Task to carry out: Give back the full set of entries exactly, keeping each line intact.

[Extracted records]
◆ ◆ ◆ ◆

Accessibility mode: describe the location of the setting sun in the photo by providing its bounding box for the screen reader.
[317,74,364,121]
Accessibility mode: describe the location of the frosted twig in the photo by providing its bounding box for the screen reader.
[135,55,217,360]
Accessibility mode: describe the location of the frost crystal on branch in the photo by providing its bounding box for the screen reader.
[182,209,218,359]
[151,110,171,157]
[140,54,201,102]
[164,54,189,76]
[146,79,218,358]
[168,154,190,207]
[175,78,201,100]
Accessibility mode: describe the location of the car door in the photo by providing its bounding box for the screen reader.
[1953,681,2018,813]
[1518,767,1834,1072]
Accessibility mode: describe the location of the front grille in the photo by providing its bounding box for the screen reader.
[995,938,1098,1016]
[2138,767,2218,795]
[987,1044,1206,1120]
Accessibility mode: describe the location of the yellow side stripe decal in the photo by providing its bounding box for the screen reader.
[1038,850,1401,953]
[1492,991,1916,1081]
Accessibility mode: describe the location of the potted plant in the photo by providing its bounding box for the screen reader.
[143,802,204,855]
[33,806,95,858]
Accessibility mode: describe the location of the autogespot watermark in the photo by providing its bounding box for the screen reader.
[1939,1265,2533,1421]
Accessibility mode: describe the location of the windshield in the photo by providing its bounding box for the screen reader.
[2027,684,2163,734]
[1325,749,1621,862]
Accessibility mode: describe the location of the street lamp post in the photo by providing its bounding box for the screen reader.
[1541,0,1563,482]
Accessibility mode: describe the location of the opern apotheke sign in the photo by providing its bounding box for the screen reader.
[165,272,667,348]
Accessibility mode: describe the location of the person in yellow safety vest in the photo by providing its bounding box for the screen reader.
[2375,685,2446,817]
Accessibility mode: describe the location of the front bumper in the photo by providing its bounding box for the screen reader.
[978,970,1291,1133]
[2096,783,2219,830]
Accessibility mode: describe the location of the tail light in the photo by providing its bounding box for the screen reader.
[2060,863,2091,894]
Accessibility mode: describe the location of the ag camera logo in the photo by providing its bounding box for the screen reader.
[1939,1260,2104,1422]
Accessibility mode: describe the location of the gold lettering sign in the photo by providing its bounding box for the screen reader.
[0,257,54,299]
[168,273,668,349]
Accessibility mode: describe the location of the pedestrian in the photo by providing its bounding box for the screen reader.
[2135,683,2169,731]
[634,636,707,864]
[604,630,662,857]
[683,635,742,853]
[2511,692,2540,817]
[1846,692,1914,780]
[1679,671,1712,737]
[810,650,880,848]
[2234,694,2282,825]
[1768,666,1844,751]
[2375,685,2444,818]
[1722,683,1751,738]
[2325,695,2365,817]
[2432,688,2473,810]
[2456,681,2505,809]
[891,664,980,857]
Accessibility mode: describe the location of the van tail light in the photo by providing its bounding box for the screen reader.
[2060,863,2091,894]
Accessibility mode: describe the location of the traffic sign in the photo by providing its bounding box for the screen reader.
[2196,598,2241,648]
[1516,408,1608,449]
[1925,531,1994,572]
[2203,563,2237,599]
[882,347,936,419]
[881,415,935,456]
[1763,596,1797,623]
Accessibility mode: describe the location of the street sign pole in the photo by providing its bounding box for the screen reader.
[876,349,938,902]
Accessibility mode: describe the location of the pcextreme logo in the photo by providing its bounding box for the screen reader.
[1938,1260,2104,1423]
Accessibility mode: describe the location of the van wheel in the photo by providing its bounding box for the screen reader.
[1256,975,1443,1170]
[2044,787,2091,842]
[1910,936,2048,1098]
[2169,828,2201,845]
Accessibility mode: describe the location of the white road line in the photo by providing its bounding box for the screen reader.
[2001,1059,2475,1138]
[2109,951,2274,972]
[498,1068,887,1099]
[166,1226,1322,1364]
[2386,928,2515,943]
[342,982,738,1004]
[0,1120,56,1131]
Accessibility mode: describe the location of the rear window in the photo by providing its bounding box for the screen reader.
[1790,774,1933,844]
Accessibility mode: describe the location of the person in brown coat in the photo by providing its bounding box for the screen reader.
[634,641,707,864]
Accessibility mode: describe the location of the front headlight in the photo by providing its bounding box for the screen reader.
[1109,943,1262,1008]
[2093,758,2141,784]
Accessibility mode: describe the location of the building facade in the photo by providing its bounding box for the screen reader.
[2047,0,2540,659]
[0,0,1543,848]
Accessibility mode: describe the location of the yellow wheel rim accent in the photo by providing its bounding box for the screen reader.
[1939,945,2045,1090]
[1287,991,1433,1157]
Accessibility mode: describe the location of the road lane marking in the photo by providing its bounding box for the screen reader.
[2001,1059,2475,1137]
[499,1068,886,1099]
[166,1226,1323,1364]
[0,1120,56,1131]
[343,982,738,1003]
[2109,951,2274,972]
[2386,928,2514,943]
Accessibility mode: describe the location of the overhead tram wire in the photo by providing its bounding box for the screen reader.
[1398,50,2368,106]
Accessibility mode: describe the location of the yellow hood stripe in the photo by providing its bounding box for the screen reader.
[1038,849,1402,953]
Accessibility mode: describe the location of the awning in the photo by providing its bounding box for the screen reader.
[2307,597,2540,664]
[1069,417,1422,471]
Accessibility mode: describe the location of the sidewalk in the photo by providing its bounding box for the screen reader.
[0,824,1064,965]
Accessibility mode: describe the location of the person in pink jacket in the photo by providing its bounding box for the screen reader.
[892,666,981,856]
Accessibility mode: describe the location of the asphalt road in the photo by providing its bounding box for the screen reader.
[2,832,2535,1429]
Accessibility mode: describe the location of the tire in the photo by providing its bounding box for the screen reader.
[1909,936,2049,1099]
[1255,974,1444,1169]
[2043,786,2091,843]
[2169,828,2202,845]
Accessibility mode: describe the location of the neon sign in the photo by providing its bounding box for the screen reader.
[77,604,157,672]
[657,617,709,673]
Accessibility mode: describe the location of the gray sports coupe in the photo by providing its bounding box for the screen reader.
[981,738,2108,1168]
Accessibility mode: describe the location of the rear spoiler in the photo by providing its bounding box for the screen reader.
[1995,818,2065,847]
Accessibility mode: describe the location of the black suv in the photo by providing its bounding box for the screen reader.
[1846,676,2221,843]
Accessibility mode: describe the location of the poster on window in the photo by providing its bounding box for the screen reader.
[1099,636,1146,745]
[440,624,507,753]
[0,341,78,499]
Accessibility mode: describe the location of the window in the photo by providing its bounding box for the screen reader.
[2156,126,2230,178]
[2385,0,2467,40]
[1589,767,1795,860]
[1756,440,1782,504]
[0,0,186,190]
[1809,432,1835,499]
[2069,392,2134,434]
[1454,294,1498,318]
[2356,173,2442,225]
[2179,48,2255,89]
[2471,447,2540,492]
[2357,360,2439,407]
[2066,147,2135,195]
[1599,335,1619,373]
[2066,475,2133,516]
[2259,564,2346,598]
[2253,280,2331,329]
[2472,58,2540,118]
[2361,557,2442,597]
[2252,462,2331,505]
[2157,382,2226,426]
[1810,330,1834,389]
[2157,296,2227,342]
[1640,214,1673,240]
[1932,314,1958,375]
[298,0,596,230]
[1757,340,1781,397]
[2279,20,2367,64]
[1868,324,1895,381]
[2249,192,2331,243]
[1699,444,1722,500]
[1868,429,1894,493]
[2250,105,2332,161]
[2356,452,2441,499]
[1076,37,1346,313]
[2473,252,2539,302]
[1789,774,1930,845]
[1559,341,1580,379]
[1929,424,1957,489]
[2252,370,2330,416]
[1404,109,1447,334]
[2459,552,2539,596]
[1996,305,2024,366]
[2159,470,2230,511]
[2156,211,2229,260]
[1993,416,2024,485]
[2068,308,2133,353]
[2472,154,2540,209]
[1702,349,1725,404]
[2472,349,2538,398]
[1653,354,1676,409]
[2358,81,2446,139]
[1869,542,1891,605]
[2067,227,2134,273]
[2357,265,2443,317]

◆ ◆ ◆ ◆

Your response:
Accessibility mode: describe the location of the setting sun in the photo by providing its bounding box for the screen reader.
[317,74,364,121]
Accessibility mode: describe the location of the frosted twig in the photo by providing its bounding box for the screen reader.
[135,55,217,360]
Accessibility mode: describe the location of the frost crystal on branch in the photo by providing its bounding box for the screen reader.
[182,209,218,359]
[151,110,171,157]
[140,54,201,102]
[164,54,189,76]
[146,79,218,358]
[168,154,190,207]
[175,78,201,100]
Accessibility mode: describe the location of the car door in the photo by providing its bounding box for the screen reader.
[1953,681,2018,813]
[1518,767,1834,1072]
Accessibility mode: describe the location of the front grille in the photo by providing its bounding box for the screen reader.
[995,938,1098,1016]
[2138,767,2218,795]
[987,1044,1206,1120]
Accessibility mode: describe the location of the yellow side stripe decal in the photo by providing its bounding box for the screen reader.
[1038,850,1401,953]
[1492,991,1916,1081]
Accessibility mode: describe the location of the potted plant in the photo by providing its bounding box for the screen reader.
[143,802,204,855]
[33,806,95,858]
Accessibility mode: describe the location of the autogespot watermark in the photo by providing its bounding box for the screen reader.
[1939,1265,2533,1421]
Accessibility mode: describe the location of the windshield in the photo by providing its bounding box for the screen reader.
[2027,684,2163,734]
[1325,749,1621,862]
Accessibility mode: describe the location of the street lamp post in the photo by providing its bounding box for the screen reader.
[1541,0,1563,482]
Accessibility mode: describe the location of the opern apotheke sign in the photo by providing its bounding box for the screen reader.
[165,272,667,348]
Accessibility mode: describe the location of the person in yellow safety vest in the photo by providing its bounding box for the screen reader.
[2375,685,2446,817]
Accessibility mode: describe the location of the front bumper in the photo by providing its bounding box for the screen reader.
[978,970,1291,1133]
[2096,783,2219,830]
Accessibility mode: describe the location of the tail light in the photo by providing its bounding box for the screen reader.
[2060,863,2091,894]
Accessibility mode: describe the location of the ag camera logo in the photo by providing its bounding box for the screen reader.
[1939,1260,2104,1422]
Accessibility mode: describe the location of the gold lettering sign in the photo by providing its bounding box for the screen reader.
[0,257,54,299]
[168,273,668,349]
Accessibility mode: describe the location of the pedestrian in the photo by providing its bounding box for the screen reader.
[2135,683,2169,731]
[634,636,707,864]
[604,630,662,857]
[683,635,742,853]
[2511,692,2540,817]
[1846,692,1914,780]
[1679,671,1712,737]
[810,650,880,848]
[2234,694,2282,825]
[1768,666,1844,751]
[2375,685,2444,818]
[1722,683,1751,738]
[2325,695,2365,817]
[2432,688,2473,810]
[2456,681,2505,809]
[891,664,980,857]
Accessibility mode: describe the location of the van tail light in the photo by providing its bounding box for the screen reader.
[2060,863,2091,894]
Accessibility mode: describe the location of the traffic sign in the photo by providing its bounding box for the screen reader.
[2196,598,2241,648]
[1516,408,1608,449]
[1925,531,1994,572]
[2203,563,2237,599]
[882,347,936,419]
[881,415,935,456]
[1763,596,1797,623]
Accessibility mode: describe the location of the street sign pole in the photo by providing its bounding box for the screen reader.
[876,349,938,902]
Accessibility mode: describe the location of the pcextreme logo in the photo by providing its bounding box for the screen reader.
[1938,1260,2104,1423]
Accessibility mode: describe the location of the van wheel in the photo by providing its bounding box for the screen reader.
[1256,975,1443,1170]
[2044,787,2091,842]
[1910,936,2048,1098]
[2169,828,2201,845]
Accessibility mode: describe the location of the white road line in the photo by providing its bounding box for the screen reader.
[2001,1059,2475,1138]
[2109,951,2274,972]
[498,1068,887,1099]
[166,1226,1322,1364]
[2386,928,2515,943]
[342,982,738,1004]
[0,1120,56,1131]
Accessibility mode: describe the location of the rear window in the photo by providing its bounding box for the screen reader.
[1790,774,1933,844]
Accessibility mode: describe the location of the person in brown coat in the photo by providing its bounding box for the screen reader.
[634,641,707,864]
Accessibility mode: describe the location of the front headlight in the photo by providing its bounding box for the screen reader.
[1109,943,1262,1008]
[2093,758,2141,784]
Accessibility mode: describe the location of the building facade in the photo by providing its bounding box for the screen reader.
[2047,0,2540,659]
[0,0,1543,848]
Accessibility mode: describe the location of the yellow wheel rim accent in the photo by providing its bounding box for the screen reader.
[1939,945,2045,1090]
[1287,991,1433,1157]
Accessibility mode: describe the location of the road lane marking in the photo by providing its bounding box for the screen reader.
[2001,1059,2475,1137]
[499,1068,886,1099]
[166,1226,1323,1364]
[0,1120,56,1131]
[343,982,738,1003]
[2109,951,2274,972]
[2386,928,2514,943]
Accessibility mode: describe the location of the overhead tram wire in the photo by providing its bounding box for the screen reader.
[1398,50,2368,106]
Accessibility mode: describe the location of the yellow hood stripe in the photo by providing its bounding box for the screen reader.
[1038,849,1402,953]
Accessibility mode: describe the location of the awning in the photo by providing its bounding box for the screen reader.
[2307,597,2540,664]
[1069,417,1422,471]
Accessibility mode: describe the location of the sidewalk in the photo by providing its bounding box for the screen reader.
[0,824,1064,965]
Accessibility mode: describe the location of the person in pink jacket in the photo by providing its bounding box for the screen reader.
[892,666,981,856]
Accessibility mode: describe the location of the asphalt road in the photo by providing its bounding box for the screen reader.
[2,832,2535,1429]
Accessibility mode: describe the location of the tire in the photo by providing its bounding box for the screen reader.
[1909,936,2049,1099]
[1255,974,1444,1169]
[2043,786,2091,843]
[2169,828,2202,845]
Accessibility mode: describe the location of the neon sign in the photo by providing its bounding box for the screen reader.
[77,604,157,672]
[657,617,709,673]
Accessibility mode: describe the location of the gray sports coupe in the photo by providing its bounding box for the screen reader.
[981,738,2108,1168]
Accessibility mode: describe the location of the rear spoiler in the photo by providing its bounding box for the screen reader.
[1995,818,2065,847]
Accessibility mode: describe the location of the black suv in the photo by providing its bounding box for the screen reader.
[1846,676,2221,843]
Accessibility mode: describe the location of the poster on window in the photo by providing its bounding box for the screen reader.
[1099,636,1146,745]
[440,624,507,753]
[0,341,78,499]
Accessibility mode: describe the location of the window in the photo by providing its bounding box for the screen reader.
[2156,126,2230,178]
[2385,0,2467,40]
[1589,767,1795,860]
[1756,440,1782,504]
[0,0,186,190]
[1809,432,1835,499]
[2069,392,2134,434]
[1454,294,1498,318]
[2356,173,2442,225]
[2179,48,2255,89]
[2471,447,2540,492]
[2357,360,2439,407]
[2066,147,2135,195]
[1599,335,1619,373]
[2066,475,2133,516]
[2259,564,2346,598]
[2253,280,2331,329]
[2472,58,2540,118]
[2361,557,2442,597]
[2252,462,2331,505]
[2157,382,2226,426]
[1810,330,1834,389]
[2157,296,2227,342]
[1640,214,1673,240]
[1932,314,1958,375]
[298,0,596,230]
[1757,340,1781,397]
[2279,20,2367,64]
[1868,324,1895,381]
[2249,192,2331,243]
[1699,444,1722,500]
[1868,429,1894,493]
[2250,105,2332,161]
[2356,452,2441,499]
[1076,37,1346,313]
[2473,252,2539,302]
[1789,774,1930,845]
[1559,341,1580,379]
[1929,424,1957,489]
[2252,370,2330,416]
[1404,109,1447,334]
[2459,552,2539,596]
[1996,305,2024,366]
[2159,470,2230,511]
[2156,211,2229,260]
[1993,416,2024,485]
[2068,308,2133,353]
[2472,154,2540,209]
[1702,349,1725,404]
[2472,349,2538,398]
[1653,354,1676,409]
[2358,81,2446,139]
[1869,542,1891,605]
[2067,227,2134,273]
[2357,265,2443,317]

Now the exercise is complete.